### [PROBLEM SET]
**1)** Output the passage of the fight preview from "This is one" to "and physical exhaustion.", copying it word for word.
**2)** According to the fight preview, how old was Holloway when he made his UFC debut?
**3)** List every former champion the fight preview says Poirier finished in his past three fights.

### [READING TEXT]
╔══
All of that sets up this fight with Poirier for the interim lightweight strap, which happens to be a rematch from seven years ago. Back then Holloway was 20 years old and making his UFC debut, and Poirier was 23 and considered a top prospect. Poirier won that battle of green youths via a first-round submission. It feels like a million years ago.
Fast-forward to 2019 and it’s Holloway who has all the eyes on him. He has won 13 straight fights—a nearly unheard of run in the UFC (only Jon Jones and Anderson Silva have gone further)—with a pair of title defenses. He hasn’t gone to a decision since his bout with Ricardo Lamas in 2016. If he wins the lightweight title to go along with his 145-pound belt, he’ll become MMA’s next champ champ, following in the footsteps of Conor McGregor, Daniel Cormier, and Amanda Nunes as the only dual-weight-class champions.
It’s not going to be easy. Poirier has been a monster as of late, having finished former champions Anthony Pettis (submission), Justin Gaethje (TKO), and Eddie Alvarez (TKO) in his past three. Given that there’s a symbolic belt on the line, and presumably a lucrative fight against Nurmagomedov hanging in the balance—and given that each man has been collecting end-of-the-night bonuses regularly over the past couple of years—this has the look of an instant classic.
Round 2: Izzy Time
A lot has been made about Israel Adesanya’s rapid ascension from blue-chip prospect to contender, and really, when you break it down, it is pretty mind-boggling. Since he debuted against Rob Wilkinson in February 2018, Nurmagomedov, McGregor, and Jones—the biggest draws in the sport—have fought a combined five times in the UFC. That’s the exact number of times that Adesanya has fought in that period. And this weekend against Kelvin Gastelum will be six, making him like a fight game phoenix.
This is one of those fights that can work over the imagination a little bit. Gastelum, a stunningly efficient middleweight who quietly keeps winning, is a condensed 5-foot-9 southpaw with a reach that’s barely over 70 inches. He is built like a fire hydrant. Adesanya, by comparison, is a wiry 6-foot-4 with a reach of 80 inches. It’s like a noontime shadow taking on a late afternoon shadow. In reality, it’s a fight that could play out any number of ways.
The one thing Gastelum has proved is that he’s an unbudgeable, inexorable force. He keeps coming, wears people down, and sometimes unleashes hell with his hands, as Michael Bisping found out. He essentially retired Tim Kennedy by just big brothering him to the point of mental and physical exhaustion.
Then again, he’s never faced a willowy kickboxer like Adesanya, who can strafe him from great distances, and kick a hole in his forehead at the first false move. Adesanya is compared to Anderson Silva (whom he beat in his last fight) and Jon Jones because there’s a bit of the creative artist always in play, which gives his fights a buzz of anticipation. When will he strike? That’s the kind of thing the fans love—an action fighter who keeps people on the edge of their seats. That’s why the UFC is in love with Adesanya’s star potential, and—even if they won’t say it out loud—everyone is hoping this is the official start of the “Last Stylebender” era.
╚══
### [RECORDS SHOWN]
╔══
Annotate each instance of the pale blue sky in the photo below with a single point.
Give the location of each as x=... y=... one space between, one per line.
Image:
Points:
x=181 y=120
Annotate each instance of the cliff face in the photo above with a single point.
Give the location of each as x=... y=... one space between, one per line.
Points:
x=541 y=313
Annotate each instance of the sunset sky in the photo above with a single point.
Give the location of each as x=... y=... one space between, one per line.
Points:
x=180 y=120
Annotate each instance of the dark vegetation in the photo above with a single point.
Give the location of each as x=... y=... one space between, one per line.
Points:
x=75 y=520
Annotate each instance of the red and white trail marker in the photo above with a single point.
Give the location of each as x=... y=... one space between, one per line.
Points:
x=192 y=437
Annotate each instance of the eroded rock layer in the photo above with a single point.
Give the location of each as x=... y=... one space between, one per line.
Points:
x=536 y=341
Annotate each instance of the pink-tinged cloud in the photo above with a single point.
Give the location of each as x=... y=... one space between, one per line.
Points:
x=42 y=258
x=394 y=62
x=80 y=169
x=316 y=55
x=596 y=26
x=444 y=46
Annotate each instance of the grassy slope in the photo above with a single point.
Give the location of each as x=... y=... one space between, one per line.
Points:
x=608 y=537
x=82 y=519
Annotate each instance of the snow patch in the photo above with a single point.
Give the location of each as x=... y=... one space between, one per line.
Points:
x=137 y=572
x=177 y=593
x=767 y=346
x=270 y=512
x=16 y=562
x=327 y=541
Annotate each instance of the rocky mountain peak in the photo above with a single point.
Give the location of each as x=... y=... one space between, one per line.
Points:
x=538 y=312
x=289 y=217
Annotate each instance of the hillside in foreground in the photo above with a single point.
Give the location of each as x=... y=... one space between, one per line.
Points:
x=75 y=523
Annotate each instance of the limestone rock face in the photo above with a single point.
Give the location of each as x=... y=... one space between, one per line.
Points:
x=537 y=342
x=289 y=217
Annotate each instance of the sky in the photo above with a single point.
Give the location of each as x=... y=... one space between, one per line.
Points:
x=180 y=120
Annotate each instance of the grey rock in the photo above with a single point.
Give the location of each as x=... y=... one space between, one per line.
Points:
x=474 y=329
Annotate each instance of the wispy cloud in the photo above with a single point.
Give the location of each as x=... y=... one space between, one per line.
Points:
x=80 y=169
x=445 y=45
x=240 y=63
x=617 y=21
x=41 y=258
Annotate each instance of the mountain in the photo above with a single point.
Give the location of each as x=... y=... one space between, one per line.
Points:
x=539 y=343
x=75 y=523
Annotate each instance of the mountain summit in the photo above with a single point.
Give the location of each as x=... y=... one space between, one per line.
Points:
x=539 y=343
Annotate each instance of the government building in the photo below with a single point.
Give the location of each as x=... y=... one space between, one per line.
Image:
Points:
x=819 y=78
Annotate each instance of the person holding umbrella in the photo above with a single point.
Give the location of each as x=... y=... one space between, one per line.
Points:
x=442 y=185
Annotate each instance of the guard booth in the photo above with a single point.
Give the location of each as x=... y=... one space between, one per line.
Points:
╚══
### [COMPLETE ANSWERS]
**1)**
This is one of those fights that can work over the imagination a little bit. Gastelum, a stunningly efficient middleweight who quietly keeps winning, is a condensed 5-foot-9 southpaw with a reach that’s barely over 70 inches. He is built like a fire hydrant. Adesanya, by comparison, is a wiry 6-foot-4 with a reach of 80 inches. It’s like a noontime shadow taking on a late afternoon shadow. In reality, it’s a fight that could play out any number of ways.
The one thing Gastelum has proved is that he’s an unbudgeable, inexorable force. He keeps coming, wears people down, and sometimes unleashes hell with his hands, as Michael Bisping found out. He essentially retired Tim Kennedy by just big brothering him to the point of mental and physical exhaustion.

**2)** He was 20 years old.

**3)** Anthony Pettis, Justin Gaethje, Eddie Alvarez